EXERCISE REQUIREMENTS » Rewrite every item below with each instance of "bounding boxes" replaced by "rectangles". Keep everything else unchanged.

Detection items
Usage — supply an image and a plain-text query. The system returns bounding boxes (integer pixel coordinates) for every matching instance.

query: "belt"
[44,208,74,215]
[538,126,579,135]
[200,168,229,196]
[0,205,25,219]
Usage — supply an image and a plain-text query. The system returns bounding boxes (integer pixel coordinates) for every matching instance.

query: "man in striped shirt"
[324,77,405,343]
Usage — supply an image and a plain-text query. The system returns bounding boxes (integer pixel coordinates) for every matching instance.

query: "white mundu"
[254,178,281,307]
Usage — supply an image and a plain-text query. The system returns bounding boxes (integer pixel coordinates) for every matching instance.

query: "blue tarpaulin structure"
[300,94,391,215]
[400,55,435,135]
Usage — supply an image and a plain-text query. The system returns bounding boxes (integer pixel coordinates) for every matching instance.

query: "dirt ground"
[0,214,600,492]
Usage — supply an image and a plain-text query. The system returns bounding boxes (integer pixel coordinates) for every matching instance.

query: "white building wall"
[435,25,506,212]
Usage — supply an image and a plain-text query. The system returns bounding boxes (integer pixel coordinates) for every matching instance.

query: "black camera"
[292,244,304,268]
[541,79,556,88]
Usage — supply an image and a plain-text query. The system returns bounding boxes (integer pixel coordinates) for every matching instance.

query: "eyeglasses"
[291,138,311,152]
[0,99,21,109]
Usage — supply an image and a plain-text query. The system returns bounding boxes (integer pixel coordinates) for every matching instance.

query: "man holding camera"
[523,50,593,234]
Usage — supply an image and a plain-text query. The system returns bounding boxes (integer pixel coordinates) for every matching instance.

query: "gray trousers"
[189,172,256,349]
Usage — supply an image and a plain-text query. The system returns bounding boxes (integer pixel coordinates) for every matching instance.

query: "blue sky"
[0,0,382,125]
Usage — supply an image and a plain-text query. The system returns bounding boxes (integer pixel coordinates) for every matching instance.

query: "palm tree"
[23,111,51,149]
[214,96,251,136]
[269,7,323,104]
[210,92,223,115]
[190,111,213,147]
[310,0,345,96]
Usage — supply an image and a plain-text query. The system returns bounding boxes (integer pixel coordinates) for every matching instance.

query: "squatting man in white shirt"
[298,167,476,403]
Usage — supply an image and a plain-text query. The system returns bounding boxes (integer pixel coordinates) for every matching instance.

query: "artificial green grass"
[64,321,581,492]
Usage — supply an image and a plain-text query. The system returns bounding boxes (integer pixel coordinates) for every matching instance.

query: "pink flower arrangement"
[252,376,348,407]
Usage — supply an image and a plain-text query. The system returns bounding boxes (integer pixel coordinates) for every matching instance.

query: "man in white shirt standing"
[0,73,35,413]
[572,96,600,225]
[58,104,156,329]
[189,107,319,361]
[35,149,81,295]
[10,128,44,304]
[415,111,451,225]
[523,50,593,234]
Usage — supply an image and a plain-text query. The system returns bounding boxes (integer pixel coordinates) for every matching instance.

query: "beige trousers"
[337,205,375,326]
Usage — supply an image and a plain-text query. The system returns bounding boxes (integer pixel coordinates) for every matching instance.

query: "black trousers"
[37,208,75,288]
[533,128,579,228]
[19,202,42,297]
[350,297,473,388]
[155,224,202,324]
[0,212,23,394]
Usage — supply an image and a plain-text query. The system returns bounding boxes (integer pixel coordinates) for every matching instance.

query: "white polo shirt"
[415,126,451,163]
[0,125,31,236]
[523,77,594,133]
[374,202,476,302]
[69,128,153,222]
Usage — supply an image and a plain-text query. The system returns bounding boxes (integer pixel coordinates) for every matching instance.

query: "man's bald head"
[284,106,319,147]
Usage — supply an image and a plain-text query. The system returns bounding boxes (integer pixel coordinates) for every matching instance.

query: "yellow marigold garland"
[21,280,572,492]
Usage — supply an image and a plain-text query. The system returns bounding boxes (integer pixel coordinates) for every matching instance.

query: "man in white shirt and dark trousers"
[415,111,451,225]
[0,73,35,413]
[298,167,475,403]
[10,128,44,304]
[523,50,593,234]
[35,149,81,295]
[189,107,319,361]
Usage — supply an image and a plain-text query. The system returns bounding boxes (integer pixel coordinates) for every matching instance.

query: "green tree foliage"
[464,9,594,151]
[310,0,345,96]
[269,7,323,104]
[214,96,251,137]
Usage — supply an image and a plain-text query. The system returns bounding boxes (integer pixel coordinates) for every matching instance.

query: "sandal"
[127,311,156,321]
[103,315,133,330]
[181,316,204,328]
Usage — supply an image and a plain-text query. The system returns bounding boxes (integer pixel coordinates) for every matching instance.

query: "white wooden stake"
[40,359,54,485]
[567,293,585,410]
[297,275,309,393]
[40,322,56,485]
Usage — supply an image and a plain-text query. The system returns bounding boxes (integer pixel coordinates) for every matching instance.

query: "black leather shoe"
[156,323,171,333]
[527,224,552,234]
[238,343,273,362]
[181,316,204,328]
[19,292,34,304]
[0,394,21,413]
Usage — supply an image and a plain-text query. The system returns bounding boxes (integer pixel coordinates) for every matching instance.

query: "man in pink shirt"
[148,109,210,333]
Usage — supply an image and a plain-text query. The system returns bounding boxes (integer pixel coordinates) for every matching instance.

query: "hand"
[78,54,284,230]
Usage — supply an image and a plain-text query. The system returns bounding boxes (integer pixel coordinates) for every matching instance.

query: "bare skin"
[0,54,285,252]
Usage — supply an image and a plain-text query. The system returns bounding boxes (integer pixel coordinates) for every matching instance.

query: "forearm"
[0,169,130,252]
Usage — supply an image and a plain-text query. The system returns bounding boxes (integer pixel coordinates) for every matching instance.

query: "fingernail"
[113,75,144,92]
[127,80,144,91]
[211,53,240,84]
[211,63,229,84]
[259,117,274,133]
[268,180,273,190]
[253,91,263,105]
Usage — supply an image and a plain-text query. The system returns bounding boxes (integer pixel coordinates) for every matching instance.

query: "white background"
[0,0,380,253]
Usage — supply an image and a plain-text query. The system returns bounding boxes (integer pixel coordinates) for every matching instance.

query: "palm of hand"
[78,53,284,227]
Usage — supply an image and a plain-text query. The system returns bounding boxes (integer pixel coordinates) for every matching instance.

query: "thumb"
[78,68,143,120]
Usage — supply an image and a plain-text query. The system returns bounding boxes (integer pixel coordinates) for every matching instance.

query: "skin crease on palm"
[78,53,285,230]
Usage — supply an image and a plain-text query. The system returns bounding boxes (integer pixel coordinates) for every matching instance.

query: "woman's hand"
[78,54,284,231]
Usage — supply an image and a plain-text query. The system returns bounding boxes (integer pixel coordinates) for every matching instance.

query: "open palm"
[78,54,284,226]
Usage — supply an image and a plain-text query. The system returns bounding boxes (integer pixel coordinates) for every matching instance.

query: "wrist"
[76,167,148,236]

WRITTEN SOLUTION »
Usage — supply an image and a plain-text query. The system returns rectangles (integer pixel coordinates) for every matching instance.

query: "belt"
[44,208,74,215]
[538,126,579,135]
[200,168,229,196]
[0,205,25,219]
Usage — supply an image and a plain-text query. The system returns rectangles (integer pixel coordinates) for every matching instance.

query: "man in striped shirt"
[324,77,405,343]
Usage — supply an image and a plain-text query. The system returns rectangles (integer pixel coordinates) for every matching instance.

query: "white mundu"
[254,178,281,307]
Usage — supply an image and a plain-text query. The system returns rectangles (integer pixel coordinates) for every matching instance.

query: "blue tarpaulin structure"
[300,94,391,215]
[400,55,435,135]
Usage — supply an image and a plain-text query. The system returns rectangles (integer pixel coordinates) for every matching instance.

query: "dirt ground"
[0,214,600,492]
Usage — supply an image and a plain-text query. The system returns rectangles (integer pixel coordinates) for every matching instance.

query: "white building wall"
[435,25,506,212]
Usage — supply an image and a plain-text query. The system returns rectangles (integer pixel coordinates) for every matching instance.

query: "black camera"
[292,244,304,268]
[541,79,556,88]
Usage — supply an image and a plain-text query. The system returns rectangles (integer pixel coordinates) for every matching instance.

query: "eyeglasses"
[291,138,311,152]
[0,99,21,109]
Usage — supply an image and a plain-text query. The system returns rectangles (integer pixel coordinates) for every matching instance.

query: "man holding camera"
[523,50,593,234]
Usage — supply an image and a plain-text query. The system returns rectangles (integer pixel coordinates) for every matching instance.

query: "gray trousers"
[189,172,256,349]
Usage — supply an image and a plain-text query. The system returns rectangles (integer pixel coordinates) for every matching instance.

query: "blue sky"
[0,0,382,125]
Usage — supply an image and a plain-text query. The system returns rectangles (integer pixel coordinates) for every matching instance.

query: "palm tree"
[23,111,51,149]
[214,96,251,136]
[269,7,323,104]
[210,92,223,115]
[190,111,213,147]
[310,0,345,96]
Usage — supply an image and a plain-text query. The system returns rectangles (integer pixel coordinates) for every matching instance.

query: "squatting man in white shirt"
[298,167,476,403]
Usage — supply an image and a plain-text query. The system returns rectangles (integer pixel coordinates) for every matching instance.

query: "artificial green grass"
[64,321,581,492]
Usage — supply an image and a plain-text query. The system returns rectangles (integer pixel coordinates) for every matching instance.

query: "pink flower arrangement"
[252,376,348,407]
Usage — supply an image and a plain-text query. The system returns rectangles (integer pixel coordinates) for every matching instance.

query: "man in white shirt standing"
[0,73,35,413]
[572,96,600,225]
[58,104,156,329]
[189,107,319,361]
[35,149,81,295]
[10,128,44,304]
[415,111,451,225]
[523,50,593,234]
Usage — supply an image and a plain-text query. The system returns rectangles (integer pixel coordinates) for every matching instance.

query: "beige trousers"
[337,205,375,326]
Usage — supply an image and a plain-text query. The system returns rectangles (integer pixel coordinates) for every matching instance.

query: "black trousers"
[37,208,75,288]
[533,128,579,228]
[19,202,42,297]
[350,297,473,388]
[155,224,202,324]
[0,212,23,394]
Usage — supply an image and a plain-text query. The system returns rectangles (integer pixel coordinates) for every matching instance.

query: "white polo shirt"
[415,126,451,163]
[0,125,31,236]
[523,77,594,133]
[374,202,476,302]
[69,128,153,222]
Usage — supply an image and a plain-text query. The system returns rectangles (integer pixel coordinates) for every matching instance.

query: "man's bald head"
[284,106,319,147]
Usage — supply an image and a plain-text query. The system returns rectangles (integer pixel coordinates) for every matching instance.

query: "yellow marigold garland"
[21,280,572,492]
Usage — supply an image and a plain-text query. The system returns rectangles (integer pixel coordinates) for every matching instance.

query: "man in white shirt and dark trousers"
[415,111,451,225]
[0,73,35,413]
[298,167,475,403]
[10,128,44,304]
[523,50,593,234]
[35,149,81,295]
[189,107,319,361]
Usage — supply an image and a plain-text query. The system returns rectangles (integer pixel coordinates) for every matching instance.

query: "green tree foliage"
[464,9,594,151]
[310,0,345,96]
[269,7,323,104]
[214,96,251,137]
Usage — supply an image and a plain-text query. The system returns rectangles (integer pixel coordinates) for every matching instance.

query: "sandal"
[127,311,156,321]
[103,315,133,330]
[181,316,204,328]
Usage — supply an image and a plain-text query. The system returns rectangles (integer pixel coordinates) for every matching instance.

query: "white wooden stake"
[40,359,54,485]
[567,293,585,410]
[297,275,309,393]
[40,322,56,485]
Usage — supply an image and a plain-text query. The system returns rectangles (integer pixel coordinates) for every matching instance.

query: "black leather shoe"
[156,323,171,333]
[527,224,552,234]
[238,343,273,362]
[181,316,204,328]
[19,292,34,304]
[0,394,21,413]
Usage — supply an image and a plain-text query. The system returns rectangles (integer pixel coordinates) for every matching instance.

query: "man in pink shirt"
[148,109,210,333]
Usage — supply an image and a plain-text query. The system returns rectangles (integer pixel coordinates) for every matching instance.

query: "hand"
[78,54,284,230]
Usage — supply an image and a plain-text query. The system returns rectangles (integer pixel coordinates) for every matching instance.

query: "bare skin"
[0,54,285,252]
Usage — supply an image and a plain-text query. The system returns rectangles (integer pixel coordinates) for every matching instance.

query: "forearm"
[0,169,130,252]
Usage — supply an image and a plain-text query. The system returns rectangles (integer pixel coordinates) for every matching instance.

query: "fingernail"
[113,75,144,92]
[127,80,144,91]
[211,53,240,84]
[211,63,229,84]
[259,117,274,133]
[268,180,273,190]
[253,91,263,105]
Usage — supply an image and a plain-text query. The system returns rectangles (integer pixel coordinates) for every matching instance.

query: "white background"
[0,0,380,253]
Usage — supply an image and a plain-text query. The system returns rectangles (integer pixel coordinates) for every matching instance.

query: "palm of hand"
[78,53,284,227]
Usage — supply an image and a plain-text query. The system returns rectangles (integer pixel coordinates) for every matching instance.

query: "thumb"
[78,68,143,120]
Usage — supply an image and a plain-text query. The system returns rectangles (integer pixel coordinates) for every matching instance.

query: "skin crease on palm"
[78,53,285,230]
Usage — supply an image and a plain-text query. The system returns rectangles (integer pixel coordinates) for every matching instance.

query: "woman's hand"
[78,54,284,231]
Usage — supply an image and a plain-text query. The system returns rectangles (integer pixel coordinates) for every matching instance.

query: "open palm"
[78,54,284,226]
Usage — supply an image and a plain-text query. The system returns rectangles (integer pixel coordinates) for every matching instance.

query: "wrist"
[76,167,148,236]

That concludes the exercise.